Named object pointing entries:
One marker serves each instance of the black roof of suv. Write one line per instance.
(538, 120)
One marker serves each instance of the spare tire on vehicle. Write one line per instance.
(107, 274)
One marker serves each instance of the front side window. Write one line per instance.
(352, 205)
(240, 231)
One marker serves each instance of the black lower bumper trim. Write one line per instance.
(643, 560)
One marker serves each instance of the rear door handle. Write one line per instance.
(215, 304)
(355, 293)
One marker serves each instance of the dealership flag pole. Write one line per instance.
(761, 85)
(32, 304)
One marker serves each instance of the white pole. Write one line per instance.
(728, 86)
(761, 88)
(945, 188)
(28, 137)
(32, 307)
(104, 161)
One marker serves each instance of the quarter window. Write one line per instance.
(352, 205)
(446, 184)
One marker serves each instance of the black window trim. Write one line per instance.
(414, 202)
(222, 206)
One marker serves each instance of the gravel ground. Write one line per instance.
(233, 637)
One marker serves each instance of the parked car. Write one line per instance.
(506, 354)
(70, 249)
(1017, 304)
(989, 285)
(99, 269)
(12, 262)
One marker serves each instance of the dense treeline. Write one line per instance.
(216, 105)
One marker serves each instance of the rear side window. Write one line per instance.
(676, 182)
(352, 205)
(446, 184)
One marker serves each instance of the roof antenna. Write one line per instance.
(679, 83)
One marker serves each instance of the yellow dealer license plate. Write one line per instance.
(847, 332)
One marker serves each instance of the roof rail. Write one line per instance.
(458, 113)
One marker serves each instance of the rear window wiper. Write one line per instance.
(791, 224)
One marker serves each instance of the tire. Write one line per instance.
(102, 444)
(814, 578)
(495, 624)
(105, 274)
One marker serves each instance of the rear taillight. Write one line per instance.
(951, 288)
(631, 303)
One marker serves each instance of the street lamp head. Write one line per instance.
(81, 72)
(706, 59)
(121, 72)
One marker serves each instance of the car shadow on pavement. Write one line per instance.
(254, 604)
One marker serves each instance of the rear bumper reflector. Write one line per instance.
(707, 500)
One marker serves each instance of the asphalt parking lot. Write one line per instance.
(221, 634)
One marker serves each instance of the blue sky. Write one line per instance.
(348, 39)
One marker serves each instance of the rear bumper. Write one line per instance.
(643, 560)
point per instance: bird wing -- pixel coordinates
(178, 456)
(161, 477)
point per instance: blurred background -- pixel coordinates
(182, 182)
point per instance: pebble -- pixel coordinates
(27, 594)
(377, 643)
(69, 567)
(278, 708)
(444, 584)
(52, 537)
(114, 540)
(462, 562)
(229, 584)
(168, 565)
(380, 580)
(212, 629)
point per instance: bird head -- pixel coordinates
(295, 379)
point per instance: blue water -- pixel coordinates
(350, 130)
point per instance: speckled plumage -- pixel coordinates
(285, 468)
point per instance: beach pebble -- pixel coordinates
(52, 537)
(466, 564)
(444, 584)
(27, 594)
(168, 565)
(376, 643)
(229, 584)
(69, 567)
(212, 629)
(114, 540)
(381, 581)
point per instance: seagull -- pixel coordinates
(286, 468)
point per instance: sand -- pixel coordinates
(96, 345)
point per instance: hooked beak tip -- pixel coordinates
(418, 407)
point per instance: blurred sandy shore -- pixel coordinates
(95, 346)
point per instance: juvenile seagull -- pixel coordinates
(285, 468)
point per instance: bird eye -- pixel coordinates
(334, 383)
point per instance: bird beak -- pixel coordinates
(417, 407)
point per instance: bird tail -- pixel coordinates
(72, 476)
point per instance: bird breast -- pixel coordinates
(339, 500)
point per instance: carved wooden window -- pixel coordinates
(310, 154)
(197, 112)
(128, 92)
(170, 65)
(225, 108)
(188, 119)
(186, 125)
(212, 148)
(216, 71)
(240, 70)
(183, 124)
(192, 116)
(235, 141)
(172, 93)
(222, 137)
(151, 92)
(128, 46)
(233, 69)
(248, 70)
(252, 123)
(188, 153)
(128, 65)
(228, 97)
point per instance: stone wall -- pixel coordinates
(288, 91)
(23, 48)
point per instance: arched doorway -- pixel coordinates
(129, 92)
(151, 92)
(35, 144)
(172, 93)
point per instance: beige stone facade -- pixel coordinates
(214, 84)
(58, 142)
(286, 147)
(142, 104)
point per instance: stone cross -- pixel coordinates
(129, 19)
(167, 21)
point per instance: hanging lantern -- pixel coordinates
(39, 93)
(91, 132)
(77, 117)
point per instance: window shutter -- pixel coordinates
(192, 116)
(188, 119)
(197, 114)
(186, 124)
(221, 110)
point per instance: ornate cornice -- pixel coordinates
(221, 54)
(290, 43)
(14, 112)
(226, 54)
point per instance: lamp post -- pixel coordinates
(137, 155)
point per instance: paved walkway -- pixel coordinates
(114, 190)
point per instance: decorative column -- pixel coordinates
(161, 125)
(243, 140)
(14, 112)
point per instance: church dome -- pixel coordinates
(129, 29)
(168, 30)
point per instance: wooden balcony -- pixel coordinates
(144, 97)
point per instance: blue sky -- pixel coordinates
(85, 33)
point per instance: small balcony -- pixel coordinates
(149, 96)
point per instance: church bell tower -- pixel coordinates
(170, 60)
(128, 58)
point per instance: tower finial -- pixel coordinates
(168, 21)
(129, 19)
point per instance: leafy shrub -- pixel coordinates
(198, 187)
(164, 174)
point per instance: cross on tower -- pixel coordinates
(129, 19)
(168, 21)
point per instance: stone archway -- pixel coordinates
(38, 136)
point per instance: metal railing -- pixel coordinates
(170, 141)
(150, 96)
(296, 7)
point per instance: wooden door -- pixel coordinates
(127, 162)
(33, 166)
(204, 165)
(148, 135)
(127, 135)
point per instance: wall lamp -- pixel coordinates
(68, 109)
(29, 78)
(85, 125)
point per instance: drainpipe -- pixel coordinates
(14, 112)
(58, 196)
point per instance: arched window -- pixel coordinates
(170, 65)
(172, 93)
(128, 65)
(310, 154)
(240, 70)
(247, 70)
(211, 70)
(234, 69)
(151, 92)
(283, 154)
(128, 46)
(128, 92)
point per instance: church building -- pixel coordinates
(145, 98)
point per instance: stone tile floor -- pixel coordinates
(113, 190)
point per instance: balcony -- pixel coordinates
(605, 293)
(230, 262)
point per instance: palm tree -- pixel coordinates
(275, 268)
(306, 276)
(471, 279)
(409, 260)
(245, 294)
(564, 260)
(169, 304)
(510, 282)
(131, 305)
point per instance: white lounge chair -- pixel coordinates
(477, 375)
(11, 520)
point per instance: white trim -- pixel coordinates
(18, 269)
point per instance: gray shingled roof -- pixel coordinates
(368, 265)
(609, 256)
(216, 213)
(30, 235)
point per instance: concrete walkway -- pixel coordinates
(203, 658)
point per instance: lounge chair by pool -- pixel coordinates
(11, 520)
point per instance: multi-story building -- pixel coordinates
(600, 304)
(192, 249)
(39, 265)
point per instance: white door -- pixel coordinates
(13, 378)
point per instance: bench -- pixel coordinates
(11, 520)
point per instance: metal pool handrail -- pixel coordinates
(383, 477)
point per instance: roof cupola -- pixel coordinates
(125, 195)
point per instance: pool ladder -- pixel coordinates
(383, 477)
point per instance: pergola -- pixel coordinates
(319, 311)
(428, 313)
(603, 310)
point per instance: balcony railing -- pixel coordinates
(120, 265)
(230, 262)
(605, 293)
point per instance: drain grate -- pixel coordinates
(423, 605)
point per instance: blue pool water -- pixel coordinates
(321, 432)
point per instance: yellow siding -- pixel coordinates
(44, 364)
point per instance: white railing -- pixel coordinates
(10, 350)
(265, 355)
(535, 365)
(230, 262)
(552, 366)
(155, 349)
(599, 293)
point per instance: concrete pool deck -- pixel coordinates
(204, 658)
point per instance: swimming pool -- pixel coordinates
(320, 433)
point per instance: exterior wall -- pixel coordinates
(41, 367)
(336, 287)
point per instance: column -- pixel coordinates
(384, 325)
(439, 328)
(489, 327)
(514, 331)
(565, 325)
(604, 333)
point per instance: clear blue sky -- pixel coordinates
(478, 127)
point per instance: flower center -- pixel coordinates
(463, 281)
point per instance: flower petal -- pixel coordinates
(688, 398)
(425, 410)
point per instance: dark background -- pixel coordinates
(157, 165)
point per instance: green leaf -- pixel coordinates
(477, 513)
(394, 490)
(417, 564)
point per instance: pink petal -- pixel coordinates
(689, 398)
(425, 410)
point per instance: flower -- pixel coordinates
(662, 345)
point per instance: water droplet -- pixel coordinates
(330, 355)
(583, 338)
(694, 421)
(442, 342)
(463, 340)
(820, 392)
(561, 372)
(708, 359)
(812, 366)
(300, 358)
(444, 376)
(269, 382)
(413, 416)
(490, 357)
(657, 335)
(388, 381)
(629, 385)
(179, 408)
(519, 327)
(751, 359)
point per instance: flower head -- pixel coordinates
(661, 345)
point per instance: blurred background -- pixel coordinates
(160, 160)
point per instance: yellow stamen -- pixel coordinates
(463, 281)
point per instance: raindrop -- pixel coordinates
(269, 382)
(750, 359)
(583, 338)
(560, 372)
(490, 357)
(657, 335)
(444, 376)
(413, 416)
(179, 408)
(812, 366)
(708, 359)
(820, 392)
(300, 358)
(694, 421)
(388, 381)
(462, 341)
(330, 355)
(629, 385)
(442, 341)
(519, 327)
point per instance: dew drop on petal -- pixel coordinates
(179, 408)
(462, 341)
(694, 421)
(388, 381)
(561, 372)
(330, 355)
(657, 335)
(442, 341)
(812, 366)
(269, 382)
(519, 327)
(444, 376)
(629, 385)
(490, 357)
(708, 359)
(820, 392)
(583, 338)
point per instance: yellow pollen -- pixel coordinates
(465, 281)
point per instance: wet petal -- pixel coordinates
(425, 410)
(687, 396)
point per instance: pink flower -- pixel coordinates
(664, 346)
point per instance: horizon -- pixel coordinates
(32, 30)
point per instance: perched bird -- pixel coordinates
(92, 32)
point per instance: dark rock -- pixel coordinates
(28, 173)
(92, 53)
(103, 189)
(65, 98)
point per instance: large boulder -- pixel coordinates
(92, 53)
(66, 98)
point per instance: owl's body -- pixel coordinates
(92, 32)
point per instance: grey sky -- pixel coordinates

## Requirement
Repeat word for word the lines running from the line containing "point per instance: dew" to the end of the entries above, inclusive.

## Response to the task
point per instance: dew drop on petal -- pixel coordinates
(179, 408)
(462, 341)
(694, 421)
(388, 381)
(561, 372)
(330, 355)
(657, 335)
(442, 341)
(812, 366)
(269, 382)
(519, 327)
(444, 376)
(629, 385)
(490, 357)
(708, 359)
(820, 392)
(583, 338)
point per instance: yellow pollen -- pixel coordinates
(465, 281)
point per instance: wet petal -- pixel coordinates
(425, 410)
(687, 396)
point per instance: pink flower -- pixel coordinates
(664, 346)
point per instance: horizon -- pixel coordinates
(32, 30)
point per instance: perched bird -- pixel coordinates
(92, 32)
point per instance: dark rock -- pixel coordinates
(28, 173)
(92, 53)
(103, 189)
(65, 98)
point per instance: large boulder -- pixel coordinates
(92, 53)
(66, 98)
point per instance: owl's body -- pixel coordinates
(92, 32)
point per instance: grey sky -- pixel coordinates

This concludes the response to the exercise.